> Task prompt:
For this exercise, report every line of the material that includes "signal".

> Material to process:
********************
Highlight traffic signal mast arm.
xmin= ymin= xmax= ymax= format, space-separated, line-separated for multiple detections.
********************
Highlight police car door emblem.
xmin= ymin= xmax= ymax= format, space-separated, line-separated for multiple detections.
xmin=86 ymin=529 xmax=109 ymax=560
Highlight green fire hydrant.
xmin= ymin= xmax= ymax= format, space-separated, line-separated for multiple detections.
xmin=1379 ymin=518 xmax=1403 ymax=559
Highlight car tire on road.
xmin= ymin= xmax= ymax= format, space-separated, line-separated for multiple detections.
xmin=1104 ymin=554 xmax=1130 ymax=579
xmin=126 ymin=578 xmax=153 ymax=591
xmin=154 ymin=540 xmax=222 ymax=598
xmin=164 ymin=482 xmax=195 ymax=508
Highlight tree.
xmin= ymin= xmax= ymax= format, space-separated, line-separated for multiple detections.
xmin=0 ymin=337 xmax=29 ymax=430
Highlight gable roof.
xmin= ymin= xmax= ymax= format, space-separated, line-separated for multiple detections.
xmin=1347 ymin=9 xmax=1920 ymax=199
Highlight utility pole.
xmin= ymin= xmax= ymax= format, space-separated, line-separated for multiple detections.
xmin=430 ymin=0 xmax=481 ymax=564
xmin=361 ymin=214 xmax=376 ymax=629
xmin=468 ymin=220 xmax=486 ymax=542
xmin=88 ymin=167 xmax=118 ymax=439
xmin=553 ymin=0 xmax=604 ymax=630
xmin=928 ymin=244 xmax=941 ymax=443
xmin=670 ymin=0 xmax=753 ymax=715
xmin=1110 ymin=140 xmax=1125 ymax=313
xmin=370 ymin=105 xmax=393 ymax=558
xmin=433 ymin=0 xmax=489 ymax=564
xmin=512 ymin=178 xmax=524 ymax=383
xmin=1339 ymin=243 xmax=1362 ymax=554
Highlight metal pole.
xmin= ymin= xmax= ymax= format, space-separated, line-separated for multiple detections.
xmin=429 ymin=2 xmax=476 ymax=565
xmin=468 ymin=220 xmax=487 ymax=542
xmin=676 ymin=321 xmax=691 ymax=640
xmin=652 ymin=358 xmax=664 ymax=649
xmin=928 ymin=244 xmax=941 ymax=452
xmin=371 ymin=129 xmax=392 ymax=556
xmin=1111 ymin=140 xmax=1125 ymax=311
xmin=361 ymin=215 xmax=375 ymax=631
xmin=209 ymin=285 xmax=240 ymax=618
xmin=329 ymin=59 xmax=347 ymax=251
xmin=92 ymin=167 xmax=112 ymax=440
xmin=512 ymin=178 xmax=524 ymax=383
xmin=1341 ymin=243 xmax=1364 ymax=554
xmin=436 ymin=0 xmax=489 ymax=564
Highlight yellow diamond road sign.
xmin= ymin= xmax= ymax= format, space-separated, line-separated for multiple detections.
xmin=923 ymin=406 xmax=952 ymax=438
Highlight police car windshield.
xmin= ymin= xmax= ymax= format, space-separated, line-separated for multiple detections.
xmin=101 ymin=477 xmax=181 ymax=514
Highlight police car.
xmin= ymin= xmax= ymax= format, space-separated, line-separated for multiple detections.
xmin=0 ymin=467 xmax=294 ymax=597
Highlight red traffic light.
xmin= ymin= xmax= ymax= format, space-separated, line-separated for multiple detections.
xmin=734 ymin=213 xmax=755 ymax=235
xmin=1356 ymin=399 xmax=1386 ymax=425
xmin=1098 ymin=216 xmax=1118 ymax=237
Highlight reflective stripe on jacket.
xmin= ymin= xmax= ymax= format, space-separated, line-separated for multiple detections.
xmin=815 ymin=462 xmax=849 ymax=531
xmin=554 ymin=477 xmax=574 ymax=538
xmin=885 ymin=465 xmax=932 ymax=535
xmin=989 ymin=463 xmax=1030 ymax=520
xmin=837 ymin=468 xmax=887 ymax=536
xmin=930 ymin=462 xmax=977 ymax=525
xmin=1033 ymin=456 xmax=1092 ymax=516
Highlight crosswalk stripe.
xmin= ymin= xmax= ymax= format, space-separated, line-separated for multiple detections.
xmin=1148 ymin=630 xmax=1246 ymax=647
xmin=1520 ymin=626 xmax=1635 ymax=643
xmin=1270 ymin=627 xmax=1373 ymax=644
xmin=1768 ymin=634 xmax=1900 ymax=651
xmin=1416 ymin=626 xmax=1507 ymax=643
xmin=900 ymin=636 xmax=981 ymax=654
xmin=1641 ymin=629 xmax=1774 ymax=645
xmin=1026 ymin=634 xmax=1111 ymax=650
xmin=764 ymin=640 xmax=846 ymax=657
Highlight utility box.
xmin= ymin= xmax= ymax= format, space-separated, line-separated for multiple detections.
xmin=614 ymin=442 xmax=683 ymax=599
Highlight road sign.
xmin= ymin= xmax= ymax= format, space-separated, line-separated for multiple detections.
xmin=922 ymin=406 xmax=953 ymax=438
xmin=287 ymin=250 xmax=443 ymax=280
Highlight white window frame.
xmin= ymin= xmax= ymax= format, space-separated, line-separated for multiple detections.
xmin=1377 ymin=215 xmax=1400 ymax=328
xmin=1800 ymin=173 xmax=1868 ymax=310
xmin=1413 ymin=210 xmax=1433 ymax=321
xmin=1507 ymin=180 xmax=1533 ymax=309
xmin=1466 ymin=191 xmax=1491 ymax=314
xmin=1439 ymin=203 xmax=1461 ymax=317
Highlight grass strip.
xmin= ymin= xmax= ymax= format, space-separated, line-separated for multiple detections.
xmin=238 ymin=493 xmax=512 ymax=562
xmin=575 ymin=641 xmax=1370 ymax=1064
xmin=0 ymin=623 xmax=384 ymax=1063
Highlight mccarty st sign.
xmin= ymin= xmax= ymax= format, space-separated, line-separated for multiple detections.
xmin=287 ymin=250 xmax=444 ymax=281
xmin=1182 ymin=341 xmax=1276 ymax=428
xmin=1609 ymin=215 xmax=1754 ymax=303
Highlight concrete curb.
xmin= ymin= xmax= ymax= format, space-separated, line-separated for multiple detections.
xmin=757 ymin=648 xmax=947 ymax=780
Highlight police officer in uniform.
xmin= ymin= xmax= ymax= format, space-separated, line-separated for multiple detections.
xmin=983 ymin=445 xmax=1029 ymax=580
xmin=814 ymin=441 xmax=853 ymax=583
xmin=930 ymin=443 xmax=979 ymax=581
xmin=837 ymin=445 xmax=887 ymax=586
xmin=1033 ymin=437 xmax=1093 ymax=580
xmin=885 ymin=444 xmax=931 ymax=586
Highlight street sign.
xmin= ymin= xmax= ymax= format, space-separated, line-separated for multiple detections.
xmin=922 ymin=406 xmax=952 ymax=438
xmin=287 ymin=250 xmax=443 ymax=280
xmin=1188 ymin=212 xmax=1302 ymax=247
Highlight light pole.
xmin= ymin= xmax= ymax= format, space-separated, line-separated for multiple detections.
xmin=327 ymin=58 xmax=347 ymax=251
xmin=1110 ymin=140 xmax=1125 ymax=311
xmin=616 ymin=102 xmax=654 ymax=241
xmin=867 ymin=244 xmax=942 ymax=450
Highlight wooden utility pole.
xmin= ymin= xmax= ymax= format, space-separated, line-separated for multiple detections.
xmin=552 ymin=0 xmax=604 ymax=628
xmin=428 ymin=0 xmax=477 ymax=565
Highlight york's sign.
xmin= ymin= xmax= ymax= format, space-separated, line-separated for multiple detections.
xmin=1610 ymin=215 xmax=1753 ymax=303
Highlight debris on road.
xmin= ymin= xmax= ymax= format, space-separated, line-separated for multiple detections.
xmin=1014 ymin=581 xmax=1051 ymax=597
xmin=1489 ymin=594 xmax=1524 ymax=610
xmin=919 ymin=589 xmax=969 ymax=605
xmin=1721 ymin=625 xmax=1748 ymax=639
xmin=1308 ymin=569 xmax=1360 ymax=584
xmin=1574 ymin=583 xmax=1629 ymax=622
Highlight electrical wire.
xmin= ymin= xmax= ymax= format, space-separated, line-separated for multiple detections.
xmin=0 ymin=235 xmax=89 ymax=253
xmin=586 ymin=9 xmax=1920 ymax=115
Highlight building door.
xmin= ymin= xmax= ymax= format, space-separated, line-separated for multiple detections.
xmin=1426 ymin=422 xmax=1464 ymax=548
********************
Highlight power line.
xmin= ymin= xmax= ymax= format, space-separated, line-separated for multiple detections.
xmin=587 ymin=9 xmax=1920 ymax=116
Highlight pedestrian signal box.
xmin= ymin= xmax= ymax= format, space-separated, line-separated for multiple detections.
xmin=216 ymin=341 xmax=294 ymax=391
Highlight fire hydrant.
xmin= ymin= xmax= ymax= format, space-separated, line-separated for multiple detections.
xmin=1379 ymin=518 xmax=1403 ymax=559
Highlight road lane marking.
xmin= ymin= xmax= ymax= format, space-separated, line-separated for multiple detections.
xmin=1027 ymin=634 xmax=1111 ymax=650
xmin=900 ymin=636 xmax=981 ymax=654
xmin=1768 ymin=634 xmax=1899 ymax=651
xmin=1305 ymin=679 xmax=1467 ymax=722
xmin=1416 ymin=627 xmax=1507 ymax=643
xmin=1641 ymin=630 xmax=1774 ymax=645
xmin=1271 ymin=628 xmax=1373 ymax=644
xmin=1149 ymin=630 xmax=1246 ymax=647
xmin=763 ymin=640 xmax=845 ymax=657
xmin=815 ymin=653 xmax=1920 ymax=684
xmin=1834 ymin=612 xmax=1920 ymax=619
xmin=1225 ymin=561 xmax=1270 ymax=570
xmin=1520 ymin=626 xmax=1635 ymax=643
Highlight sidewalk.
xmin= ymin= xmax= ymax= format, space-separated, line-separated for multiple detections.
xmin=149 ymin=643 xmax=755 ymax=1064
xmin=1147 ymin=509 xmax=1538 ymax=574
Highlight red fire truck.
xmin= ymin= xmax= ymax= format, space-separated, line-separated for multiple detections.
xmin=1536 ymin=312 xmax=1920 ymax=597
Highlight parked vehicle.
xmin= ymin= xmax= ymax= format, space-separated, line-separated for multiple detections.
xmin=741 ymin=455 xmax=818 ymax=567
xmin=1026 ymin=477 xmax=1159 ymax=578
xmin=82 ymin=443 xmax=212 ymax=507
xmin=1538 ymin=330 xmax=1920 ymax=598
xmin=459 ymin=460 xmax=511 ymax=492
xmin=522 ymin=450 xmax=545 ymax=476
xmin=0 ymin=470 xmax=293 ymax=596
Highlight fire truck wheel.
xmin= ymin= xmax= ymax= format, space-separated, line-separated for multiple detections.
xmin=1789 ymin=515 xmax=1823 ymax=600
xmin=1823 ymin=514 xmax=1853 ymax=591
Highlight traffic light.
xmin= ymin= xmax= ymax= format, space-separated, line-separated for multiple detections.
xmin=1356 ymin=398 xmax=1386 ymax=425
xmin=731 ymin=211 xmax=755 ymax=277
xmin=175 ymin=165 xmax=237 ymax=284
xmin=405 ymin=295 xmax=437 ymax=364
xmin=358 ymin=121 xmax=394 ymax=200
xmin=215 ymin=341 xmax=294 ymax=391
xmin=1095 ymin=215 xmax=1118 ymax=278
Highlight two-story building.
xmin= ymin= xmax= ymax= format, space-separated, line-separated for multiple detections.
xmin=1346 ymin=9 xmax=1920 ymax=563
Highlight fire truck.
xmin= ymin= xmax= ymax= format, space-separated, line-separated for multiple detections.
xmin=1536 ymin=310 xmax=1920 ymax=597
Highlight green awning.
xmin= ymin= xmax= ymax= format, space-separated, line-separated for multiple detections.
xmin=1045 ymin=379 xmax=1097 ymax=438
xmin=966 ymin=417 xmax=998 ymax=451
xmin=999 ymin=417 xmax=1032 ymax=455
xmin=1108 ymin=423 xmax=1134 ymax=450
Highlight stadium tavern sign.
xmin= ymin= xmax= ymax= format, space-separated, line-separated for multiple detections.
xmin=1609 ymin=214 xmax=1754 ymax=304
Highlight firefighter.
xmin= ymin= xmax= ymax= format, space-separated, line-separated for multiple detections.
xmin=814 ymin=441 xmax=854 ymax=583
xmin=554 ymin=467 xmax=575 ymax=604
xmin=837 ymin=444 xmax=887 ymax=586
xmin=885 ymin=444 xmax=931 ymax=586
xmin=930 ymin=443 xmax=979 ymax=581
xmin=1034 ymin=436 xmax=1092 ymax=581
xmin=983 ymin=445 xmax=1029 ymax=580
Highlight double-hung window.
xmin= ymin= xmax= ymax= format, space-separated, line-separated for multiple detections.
********************
> Answer section:
Highlight traffic signal mast arm.
Highlight pedestrian signal box.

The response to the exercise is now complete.